Le cœur rempli de frayeur, je sortis dans la nuit noire, tandis que les grondements du tonnerre se faisaient entendre à travers le rideau des nuages.

17 juillet 2024

Les deux orientations de la Loi dans le paradigme biblique

Le noyau substantiel des Écritures bibliques, ce que nous appelons le Pentateuque et que les juifs nomment la Torah, ne consiste pas en un dogme ou en une théorie, encore moins en une métaphysique, mais en une législation révélée. Il s’agit d’une Loi (νόμος), dans la pure acception que les Anciens donnaient à ce terme, et telle qu’on en trouvait alors chez les divers peuples de Grèce et du Moyen-Orient. Pourtant, le peuple juif s’est distingué des autres dans son rapport à sa Loi, en attribuant à celle-ci un statut qui n’avait guère d’équivalents chez ses voisins. Cet article se propose d’examiner la double nature de la Loi selon les Écritures bibliques.
La Loi, dans le Pentateuque, est avant tout une Loi de vie. Ceci est exprimé très nettement dans une célèbre formule du Deutéronome : « Maintenant, Israël, écoute les décrets et les ordonnances que je vous enseigne pour que vous les mettiez en pratique. Ainsi vous vivrez, vous entrerez, pour en prendre possession, dans le pays que vous donne le Seigneur, le Dieu de vos pères » (Dt 4, 1). En cela, chacune de ses prescriptions doit être scrupuleusement observée, dans sa singularité, et chacune est enracinée dans le concret de la vie. C’est bien ainsi que des générations successives d’Hébreux ont considéré cette Loi, jusqu’au temps de Jésus de Nazareth. Dans cette perspective, l’observation de la Loi, bibliquement, est rigoureusement subordonnée au maintien de la vie. C’est cette dimension que souligne Jacques Ellul dans un passage de son ouvrage Le Vouloir et le Faire : « Le contenu de la loi, le fait que cette loi se démultiplie en commandements précis et divers signifie que tous les domaines de la vie appartiennent à Dieu, qu’il doit être obéi dans les plus petits détails matériels, aussi bien que dans les plus hautes aspirations. (…) [La loi] concerne la vie tout entière, elle place devant l’homme une question de vie et de mort, non pas spirituelle d’abord, mais matérielle. – « Fais cela et tu vivras » qui ponctue toute cette loi, ne contient pas la menace d’une sanction : c’est de l’ordre de la constatation. Si l’on n’agit pas ainsi, il est réellement impossible de vivre, et d’abord humainement. » Dans cette optique, les divers préceptes d’hygiène, de nutrition, de morale familiale ou sexuelle que l’on trouve dans la Torah peuvent tous être directement rattachés à la fin que le Dieu biblique s’est proposée quant à son peuple : celle de le faire vivre et de le multiplier. Dans cette perspective, la Loi est considérée de façon littérale, dans la multiplicité de ses diverses prescriptions, dont aucune ne doit être omise. À cet égard, la Loi juive ne se distingue pas vraiment des autres corpus de lois antiques qui nous sont parvenus (comme les Lois de Manou par exemple), et qui visent tous à leur façon à séparer le domaine sacré du domaine profane et à établir un cadre propice à la cohésion et à la pérennité du groupe.

* Informations fournies *
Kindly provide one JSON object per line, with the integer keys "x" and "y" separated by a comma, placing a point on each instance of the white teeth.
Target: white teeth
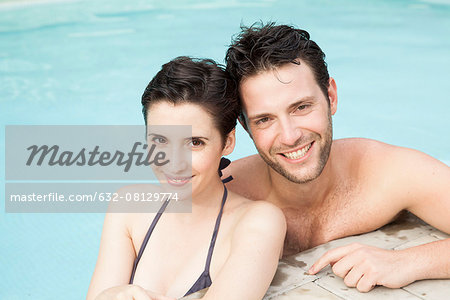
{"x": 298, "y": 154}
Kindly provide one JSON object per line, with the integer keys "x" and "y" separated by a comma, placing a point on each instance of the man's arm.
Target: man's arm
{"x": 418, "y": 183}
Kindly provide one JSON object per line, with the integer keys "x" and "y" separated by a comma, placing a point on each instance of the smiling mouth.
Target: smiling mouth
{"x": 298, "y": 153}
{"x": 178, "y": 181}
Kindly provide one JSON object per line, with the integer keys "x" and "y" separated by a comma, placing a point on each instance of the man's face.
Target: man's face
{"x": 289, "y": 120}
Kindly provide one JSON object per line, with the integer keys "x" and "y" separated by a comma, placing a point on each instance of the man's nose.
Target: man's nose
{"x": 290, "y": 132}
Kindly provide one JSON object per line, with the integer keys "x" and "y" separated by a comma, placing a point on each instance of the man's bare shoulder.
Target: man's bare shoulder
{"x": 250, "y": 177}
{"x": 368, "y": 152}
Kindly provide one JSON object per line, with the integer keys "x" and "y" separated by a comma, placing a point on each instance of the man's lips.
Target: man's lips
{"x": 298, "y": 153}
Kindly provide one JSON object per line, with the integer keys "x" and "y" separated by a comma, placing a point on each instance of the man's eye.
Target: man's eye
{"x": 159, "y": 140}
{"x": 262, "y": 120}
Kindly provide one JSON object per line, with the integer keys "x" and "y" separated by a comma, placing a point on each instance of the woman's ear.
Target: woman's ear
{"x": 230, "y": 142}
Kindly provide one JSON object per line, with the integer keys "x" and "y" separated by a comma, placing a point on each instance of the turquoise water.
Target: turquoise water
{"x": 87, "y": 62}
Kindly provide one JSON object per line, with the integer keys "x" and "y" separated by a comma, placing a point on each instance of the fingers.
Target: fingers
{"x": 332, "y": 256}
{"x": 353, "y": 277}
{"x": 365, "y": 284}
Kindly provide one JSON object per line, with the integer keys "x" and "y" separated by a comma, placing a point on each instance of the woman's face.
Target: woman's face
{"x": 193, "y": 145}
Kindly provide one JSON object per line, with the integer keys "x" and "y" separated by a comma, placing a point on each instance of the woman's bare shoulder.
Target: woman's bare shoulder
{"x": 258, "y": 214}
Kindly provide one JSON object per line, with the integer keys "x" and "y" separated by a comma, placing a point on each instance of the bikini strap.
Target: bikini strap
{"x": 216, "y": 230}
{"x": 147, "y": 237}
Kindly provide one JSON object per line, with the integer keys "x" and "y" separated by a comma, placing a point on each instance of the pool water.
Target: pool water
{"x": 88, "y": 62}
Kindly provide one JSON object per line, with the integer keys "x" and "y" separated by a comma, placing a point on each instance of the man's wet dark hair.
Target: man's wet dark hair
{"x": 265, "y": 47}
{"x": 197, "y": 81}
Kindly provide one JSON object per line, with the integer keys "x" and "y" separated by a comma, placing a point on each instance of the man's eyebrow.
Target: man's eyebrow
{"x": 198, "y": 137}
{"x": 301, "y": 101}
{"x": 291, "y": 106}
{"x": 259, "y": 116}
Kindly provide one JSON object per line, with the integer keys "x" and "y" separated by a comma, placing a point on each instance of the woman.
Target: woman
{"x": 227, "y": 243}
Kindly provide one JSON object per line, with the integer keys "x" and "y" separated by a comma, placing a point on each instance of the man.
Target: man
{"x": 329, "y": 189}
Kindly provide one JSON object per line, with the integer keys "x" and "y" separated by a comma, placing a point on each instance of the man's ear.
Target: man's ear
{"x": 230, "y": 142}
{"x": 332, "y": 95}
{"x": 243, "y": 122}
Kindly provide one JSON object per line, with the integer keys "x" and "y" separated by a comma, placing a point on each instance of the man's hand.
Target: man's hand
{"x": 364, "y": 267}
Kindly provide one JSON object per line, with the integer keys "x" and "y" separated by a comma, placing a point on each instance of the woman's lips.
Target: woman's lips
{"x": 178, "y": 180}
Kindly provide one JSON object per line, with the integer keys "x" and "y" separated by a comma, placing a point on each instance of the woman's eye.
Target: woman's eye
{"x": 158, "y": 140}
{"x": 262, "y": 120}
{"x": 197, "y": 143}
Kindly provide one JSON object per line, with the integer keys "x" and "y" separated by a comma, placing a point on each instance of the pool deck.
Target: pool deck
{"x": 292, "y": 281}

* Liste des tâches *
A. D'après l'extrait sur la Loi biblique, en quoi le noyau substantiel des Écritures ne consiste-t-il pas ? Énumérez tout ce que le texte mentionne à ce sujet.
B. Reproduisez, sans rien y changer, tout le passage de l'extrait sur la Loi biblique qui va de « Le cœur rempli » jusqu'à « les Écritures bibliques. ».
C. Selon l'extrait sur la Loi biblique, quel ouvrage de Jacques Ellul est cité ?

* Réponses complètes *
A.
- un dogme
- une théorie
- une métaphysique

B.
Le cœur rempli de frayeur, je sortis dans la nuit noire, tandis que les grondements du tonnerre se faisaient entendre à travers le rideau des nuages.

17 juillet 2024

Les deux orientations de la Loi dans le paradigme biblique

Le noyau substantiel des Écritures bibliques, ce que nous appelons le Pentateuque et que les juifs nomment la Torah, ne consiste pas en un dogme ou en une théorie, encore moins en une métaphysique, mais en une législation révélée. Il s’agit d’une Loi (νόμος), dans la pure acception que les Anciens donnaient à ce terme, et telle qu’on en trouvait alors chez les divers peuples de Grèce et du Moyen-Orient. Pourtant, le peuple juif s’est distingué des autres dans son rapport à sa Loi, en attribuant à celle-ci un statut qui n’avait guère d’équivalents chez ses voisins. Cet article se propose d’examiner la double nature de la Loi selon les Écritures bibliques.

C. *Le Vouloir et le Faire*